■ **Dataset excerpts**:
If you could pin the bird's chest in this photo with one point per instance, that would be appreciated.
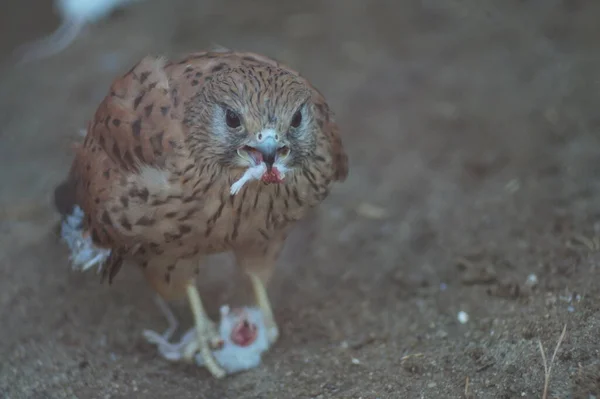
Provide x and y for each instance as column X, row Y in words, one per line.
column 251, row 217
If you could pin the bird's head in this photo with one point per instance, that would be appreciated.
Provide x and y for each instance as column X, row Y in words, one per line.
column 246, row 115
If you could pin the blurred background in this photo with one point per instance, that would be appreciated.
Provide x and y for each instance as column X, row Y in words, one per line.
column 472, row 130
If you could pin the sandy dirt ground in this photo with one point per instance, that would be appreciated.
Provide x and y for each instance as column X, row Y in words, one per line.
column 473, row 133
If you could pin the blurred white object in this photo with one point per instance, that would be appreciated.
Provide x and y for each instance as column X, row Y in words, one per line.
column 234, row 355
column 84, row 254
column 75, row 15
column 463, row 317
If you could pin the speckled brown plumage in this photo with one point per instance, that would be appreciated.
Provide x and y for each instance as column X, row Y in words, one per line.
column 154, row 171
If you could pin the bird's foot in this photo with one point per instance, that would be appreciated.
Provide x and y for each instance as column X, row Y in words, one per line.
column 262, row 300
column 206, row 335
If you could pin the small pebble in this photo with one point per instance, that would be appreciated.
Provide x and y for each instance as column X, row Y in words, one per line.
column 463, row 317
column 531, row 281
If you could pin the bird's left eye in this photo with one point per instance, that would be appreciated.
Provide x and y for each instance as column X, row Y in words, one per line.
column 297, row 119
column 232, row 119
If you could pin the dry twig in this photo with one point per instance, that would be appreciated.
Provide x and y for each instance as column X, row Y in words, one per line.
column 548, row 367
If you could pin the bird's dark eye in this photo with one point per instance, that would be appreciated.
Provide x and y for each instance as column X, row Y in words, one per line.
column 232, row 119
column 297, row 119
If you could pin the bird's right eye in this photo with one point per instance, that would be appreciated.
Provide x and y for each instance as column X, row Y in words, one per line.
column 232, row 119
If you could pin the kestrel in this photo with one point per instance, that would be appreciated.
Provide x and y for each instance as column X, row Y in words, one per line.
column 221, row 151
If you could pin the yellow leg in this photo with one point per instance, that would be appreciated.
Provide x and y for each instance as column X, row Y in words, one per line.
column 262, row 300
column 205, row 333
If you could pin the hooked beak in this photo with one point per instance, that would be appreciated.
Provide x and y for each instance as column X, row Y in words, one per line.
column 266, row 147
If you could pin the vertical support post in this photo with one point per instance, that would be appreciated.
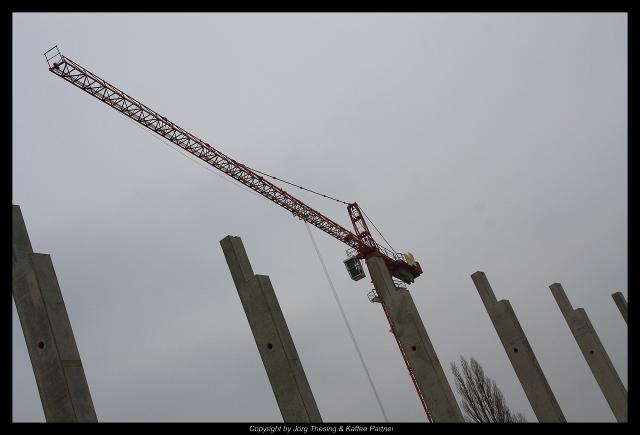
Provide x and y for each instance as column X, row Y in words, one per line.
column 417, row 346
column 523, row 359
column 621, row 303
column 56, row 363
column 594, row 353
column 270, row 331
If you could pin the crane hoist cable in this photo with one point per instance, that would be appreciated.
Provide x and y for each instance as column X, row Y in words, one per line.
column 361, row 242
column 346, row 322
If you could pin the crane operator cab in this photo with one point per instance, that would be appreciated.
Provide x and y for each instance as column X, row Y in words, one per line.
column 354, row 267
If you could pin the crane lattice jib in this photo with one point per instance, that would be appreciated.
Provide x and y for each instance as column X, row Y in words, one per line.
column 143, row 115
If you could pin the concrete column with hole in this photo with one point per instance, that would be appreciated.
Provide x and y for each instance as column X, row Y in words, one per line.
column 621, row 303
column 275, row 345
column 524, row 361
column 594, row 353
column 417, row 346
column 54, row 356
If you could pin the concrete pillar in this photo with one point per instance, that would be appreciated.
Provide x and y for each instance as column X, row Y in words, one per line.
column 520, row 353
column 595, row 354
column 269, row 328
column 416, row 344
column 60, row 378
column 621, row 302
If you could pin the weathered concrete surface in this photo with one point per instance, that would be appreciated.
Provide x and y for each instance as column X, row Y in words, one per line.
column 614, row 391
column 524, row 361
column 416, row 344
column 59, row 374
column 621, row 302
column 269, row 328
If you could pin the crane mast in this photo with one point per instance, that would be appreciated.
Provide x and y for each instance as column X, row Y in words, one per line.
column 361, row 244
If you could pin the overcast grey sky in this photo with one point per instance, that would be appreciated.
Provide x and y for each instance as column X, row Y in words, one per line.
column 493, row 142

■ **What needs to be done**: Rewrite every line of the listing above, substituting "I would be grateful" for each occurrence of "that would be appreciated" and changing nothing else. Leave the pictures out of your answer.

■ **Completed task**:
If you could pin the bird's chest in this photo with one point per instance, I would be grateful.
Provide x and y for each instance as column X, row Y in words, one per line.
column 251, row 217
If you could pin the bird's head in this photo with one point per instance, I would be grateful.
Provide x and y for each instance as column X, row Y in words, one per line.
column 246, row 115
If you could pin the blurred background in this photo with one point per instance, I would be grateful.
Provide x and y for each instance as column X, row Y in words, one per line.
column 472, row 130
If you could pin the sandy dirt ground in this photo with one point per instance, I would be grateful.
Provide x and y for each instance as column X, row Y in words, one per line.
column 473, row 133
If you could pin the blurred white object in this photo with one point per instance, I would be grateful.
Provide x and y for each instance as column X, row Y in words, one per line.
column 234, row 355
column 84, row 254
column 75, row 15
column 463, row 317
If you could pin the speckled brown plumage in this photo with one point per instance, I would be grateful.
Provide x and y for each instance as column X, row Y in words, one per line.
column 154, row 171
If you could pin the bird's foot in this photo with one point per instance, I would be grateful.
Provide x and y for each instance as column X, row Y in words, one per line.
column 262, row 300
column 206, row 335
If you could pin the small pebble in this photo with one point per instance, I would be grateful.
Provide x and y for each instance as column X, row Y in words, one per line.
column 463, row 317
column 531, row 281
If you could pin the bird's left eye in this photo with one point per instance, I would be grateful.
Provide x and y for each instance as column X, row Y in words, one per line.
column 297, row 119
column 232, row 119
If you could pin the dry twig in this photo with one point per instance, I would be grateful.
Provide x and y for each instance as column X, row Y in words, one per line.
column 548, row 367
If you could pin the bird's dark eye in this photo with one point per instance, I would be grateful.
Provide x and y for each instance as column X, row Y in words, one per line.
column 232, row 119
column 297, row 119
If you could pin the bird's right eye in this photo with one point per instance, I would be grateful.
Provide x and y for each instance as column X, row Y in words, one per line.
column 232, row 119
If you could pin the kestrel in this photo with one point per instance, I would be grateful.
Provide x and y for each instance as column X, row Y in words, one per line.
column 221, row 151
If you could pin the yellow leg in this photo with one point per instance, I would be grateful.
Provide x and y for each instance as column X, row Y in words, one per line.
column 262, row 300
column 205, row 333
If you could pin the hooked beak in this photo with one point per instance, I would be grateful.
Provide x and y for each instance as column X, row Y in words, one per line.
column 266, row 147
If you could pin the vertical support post in this photo with one point per instance, I would be grateful.
Provide x and y for each instance as column X, row Y in words, one per line.
column 417, row 346
column 523, row 359
column 621, row 303
column 56, row 363
column 594, row 353
column 270, row 331
If you could pin the crane hoist cable in this photo with one point per instance, I would be grateful.
Provide x and y for each instance as column X, row Y in words, one per line.
column 361, row 242
column 346, row 322
If you could pin the crane operator cab in this photo with one point per instance, I would be grateful.
Provide x and y for each instance as column X, row Y in words, one per line.
column 354, row 267
If you could pin the crane lattice jib in this photo with one point per instance, I would be grateful.
Provide x and y for each instance as column X, row Y in words, one per line.
column 143, row 115
If you could pin the concrete column with hole in this photo with one point per instance, I would be grateful.
Provide x and y for each instance as column X, row Y in words, one per line.
column 621, row 303
column 275, row 345
column 524, row 361
column 594, row 353
column 417, row 346
column 54, row 356
If you could pin the concrete pillar in this photo with one point per instance, I would be grateful.
Provide x and y for each instance as column X, row Y in words, one per line.
column 520, row 353
column 595, row 354
column 269, row 328
column 416, row 344
column 60, row 378
column 621, row 302
If you could pin the weathered concrete surface in this photo with one point per instance, I would be grateful.
Provide x and y for each instance as column X, row Y in words, one per line.
column 614, row 391
column 524, row 361
column 416, row 344
column 59, row 374
column 621, row 302
column 269, row 328
If you could pin the crane mast in this photo with one point per instance, I would be grateful.
Provide x and y for each instance as column X, row Y in words, one per line.
column 361, row 244
If you could pin the overcast grey sky in this photo with one point per instance, I would be grateful.
Provide x and y for each instance as column X, row Y in words, one per line.
column 493, row 142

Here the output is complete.